[start Entries supplied]

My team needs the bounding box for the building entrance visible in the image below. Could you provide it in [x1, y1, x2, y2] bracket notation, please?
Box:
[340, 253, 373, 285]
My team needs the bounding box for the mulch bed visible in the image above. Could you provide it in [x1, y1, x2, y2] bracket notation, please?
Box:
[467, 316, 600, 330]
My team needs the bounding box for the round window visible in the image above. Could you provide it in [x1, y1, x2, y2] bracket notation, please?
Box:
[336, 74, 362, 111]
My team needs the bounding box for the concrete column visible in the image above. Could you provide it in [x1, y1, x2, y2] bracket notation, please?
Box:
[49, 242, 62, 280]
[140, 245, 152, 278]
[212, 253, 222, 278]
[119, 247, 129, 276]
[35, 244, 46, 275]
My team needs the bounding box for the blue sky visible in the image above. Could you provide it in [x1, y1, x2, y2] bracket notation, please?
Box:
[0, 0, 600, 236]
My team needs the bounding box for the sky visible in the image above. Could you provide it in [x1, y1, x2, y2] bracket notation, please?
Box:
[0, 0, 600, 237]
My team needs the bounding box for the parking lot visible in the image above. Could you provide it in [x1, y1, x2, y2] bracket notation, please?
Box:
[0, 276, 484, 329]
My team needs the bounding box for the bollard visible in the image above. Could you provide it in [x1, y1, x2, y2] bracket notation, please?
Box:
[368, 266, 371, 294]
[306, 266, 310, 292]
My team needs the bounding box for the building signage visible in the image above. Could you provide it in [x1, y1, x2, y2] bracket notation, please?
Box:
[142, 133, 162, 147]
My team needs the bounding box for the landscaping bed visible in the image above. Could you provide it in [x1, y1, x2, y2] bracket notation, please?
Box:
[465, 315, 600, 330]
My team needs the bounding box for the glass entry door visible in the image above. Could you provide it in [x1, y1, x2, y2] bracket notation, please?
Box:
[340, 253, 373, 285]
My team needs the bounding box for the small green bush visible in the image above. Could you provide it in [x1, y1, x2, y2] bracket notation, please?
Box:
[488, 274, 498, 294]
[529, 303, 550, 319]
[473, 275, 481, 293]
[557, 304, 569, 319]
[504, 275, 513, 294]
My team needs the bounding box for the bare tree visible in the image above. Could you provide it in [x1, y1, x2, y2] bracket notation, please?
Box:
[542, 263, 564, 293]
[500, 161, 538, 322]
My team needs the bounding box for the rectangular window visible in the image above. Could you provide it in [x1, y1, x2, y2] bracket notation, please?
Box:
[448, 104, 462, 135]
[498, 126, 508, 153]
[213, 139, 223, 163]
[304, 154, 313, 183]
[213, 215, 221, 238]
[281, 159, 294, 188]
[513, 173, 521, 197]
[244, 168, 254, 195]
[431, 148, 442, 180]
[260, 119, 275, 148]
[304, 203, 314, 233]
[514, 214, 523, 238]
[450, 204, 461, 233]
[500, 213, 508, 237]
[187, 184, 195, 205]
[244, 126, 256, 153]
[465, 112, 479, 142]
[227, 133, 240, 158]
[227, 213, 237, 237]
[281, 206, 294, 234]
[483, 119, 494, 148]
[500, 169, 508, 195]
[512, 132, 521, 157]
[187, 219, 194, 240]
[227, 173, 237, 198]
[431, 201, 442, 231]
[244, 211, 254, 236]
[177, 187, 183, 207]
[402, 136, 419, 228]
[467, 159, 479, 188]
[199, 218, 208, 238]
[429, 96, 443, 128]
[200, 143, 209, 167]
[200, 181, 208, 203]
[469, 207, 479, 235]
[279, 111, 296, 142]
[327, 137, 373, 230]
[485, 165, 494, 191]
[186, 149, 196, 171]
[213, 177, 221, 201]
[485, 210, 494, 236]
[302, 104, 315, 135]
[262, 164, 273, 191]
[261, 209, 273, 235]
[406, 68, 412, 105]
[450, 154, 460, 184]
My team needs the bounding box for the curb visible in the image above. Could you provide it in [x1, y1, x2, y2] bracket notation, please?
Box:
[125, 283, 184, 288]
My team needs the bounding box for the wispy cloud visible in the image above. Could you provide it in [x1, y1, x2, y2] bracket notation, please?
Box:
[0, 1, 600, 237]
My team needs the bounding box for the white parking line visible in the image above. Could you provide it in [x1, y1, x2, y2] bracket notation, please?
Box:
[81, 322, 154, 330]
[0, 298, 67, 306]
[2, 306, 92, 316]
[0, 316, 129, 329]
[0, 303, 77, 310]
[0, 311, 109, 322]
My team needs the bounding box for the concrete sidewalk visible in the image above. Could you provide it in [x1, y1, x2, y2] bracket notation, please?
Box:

[end Entries supplied]

▶ _Set task_
Return every one of the lines above, copied word for word and unchanged.

▶ _Full solution_
My team needs the bounding box for the building entrance visible in the image below. Could you provide it in [x1, y1, x2, y2] bracket notation, please?
Box:
[340, 253, 373, 285]
My team needs the bounding box for the mulch bed visible in the image above. Could you provide it in [x1, y1, x2, y2] bracket notation, please?
Box:
[467, 316, 600, 330]
My team needs the bounding box for the round window visible in the image above. Could you provide it in [x1, y1, x2, y2] bracket notation, please?
Box:
[336, 74, 362, 111]
My team needs the bounding box for the concrete column visible in the image above. Could you provide it in [x1, y1, x2, y2] bracket notation, please?
Box:
[49, 242, 62, 280]
[140, 245, 152, 278]
[212, 253, 222, 278]
[119, 247, 129, 276]
[35, 244, 46, 275]
My team needs the bounding box for the blue sky visible in the image above. Could you provide it in [x1, y1, x2, y2] bracket notation, please?
Box:
[0, 0, 600, 236]
My team needs the bounding box for the sky visible in the image above. Could you provide it in [x1, y1, x2, y2] bracket notation, please?
Box:
[0, 0, 600, 237]
My team needs the bounding box for the parking lot visible in the image above. Could you provide it in [x1, y1, x2, y2] bracket notation, please?
Box:
[0, 276, 484, 329]
My team needs the bounding box for the bollard visible in the image above. Could you provide it in [x1, y1, x2, y2] bracket notation, please?
Box:
[368, 266, 371, 294]
[306, 266, 310, 292]
My team needs the bounding box for the building signage visible in the image above. Could you provide it in [x1, y1, x2, y2] bracket notation, please?
Box:
[142, 133, 162, 147]
My team needs the bounding box for the landscaping bed visible in the image above. Could you provide it in [x1, y1, x2, y2] bracket notation, please?
Box:
[465, 315, 600, 330]
My team needs the bounding box for the glass entry door visible in the image above. Could you provide it in [x1, y1, x2, y2] bracket notation, please?
Box:
[340, 253, 373, 285]
My team needs the bounding box for the small green bush visible in the image above. Could you provide it in [x1, y1, x2, y2] bracket notation, please?
Box:
[488, 274, 498, 294]
[529, 303, 550, 319]
[473, 275, 481, 293]
[557, 304, 569, 319]
[504, 275, 513, 294]
My team needs the bounding box for the bare tree visible in the image above. Could you provide it in [x1, y1, x2, y2] bracket notation, please?
Box:
[542, 263, 564, 293]
[500, 161, 538, 322]
My team needs the bounding box for the rectangular window visible in the image above. Could you provide it in [x1, y1, x2, y2] bracket notation, please?
Box:
[448, 104, 462, 135]
[498, 126, 508, 153]
[213, 139, 223, 163]
[304, 154, 313, 183]
[213, 215, 221, 238]
[281, 159, 294, 188]
[513, 173, 521, 197]
[244, 168, 254, 195]
[431, 148, 442, 180]
[260, 119, 275, 148]
[304, 203, 314, 233]
[514, 214, 523, 238]
[450, 204, 461, 233]
[500, 213, 508, 237]
[187, 184, 195, 205]
[244, 126, 256, 153]
[465, 112, 479, 142]
[227, 133, 240, 158]
[227, 213, 237, 237]
[281, 206, 294, 234]
[483, 119, 494, 148]
[500, 169, 508, 195]
[512, 132, 521, 157]
[187, 219, 194, 240]
[227, 173, 237, 198]
[431, 201, 442, 231]
[244, 211, 254, 236]
[177, 187, 183, 207]
[402, 136, 419, 228]
[467, 159, 479, 188]
[199, 218, 208, 238]
[429, 96, 443, 128]
[200, 143, 209, 167]
[200, 181, 208, 203]
[469, 207, 479, 235]
[279, 111, 296, 142]
[327, 137, 373, 230]
[485, 165, 494, 191]
[186, 149, 196, 171]
[213, 177, 221, 201]
[485, 210, 494, 236]
[302, 104, 315, 135]
[262, 164, 273, 191]
[261, 209, 273, 235]
[406, 68, 412, 105]
[450, 154, 460, 184]
My team needs the bounding box for the curb visible in the image above. Could you provide it in [x1, y1, x2, y2] bracket notation, please?
Box:
[125, 283, 184, 288]
My team needs the bounding box for the wispy cloud visible in the image above. Could you provide it in [x1, y1, x2, y2] bracket notation, please?
Box:
[0, 1, 600, 237]
My team needs the bounding box for the white parking line visible in the image above. Could you provide it in [x1, y1, x2, y2] bracket notation, please?
Box:
[81, 322, 154, 330]
[0, 298, 67, 306]
[2, 306, 92, 316]
[0, 316, 129, 329]
[0, 303, 77, 310]
[0, 311, 109, 322]
My team needs the bounding box for the concrete sidewalk visible in the image above. Could you provide it in [x1, y1, x2, y2] bracket notation, please?
Box:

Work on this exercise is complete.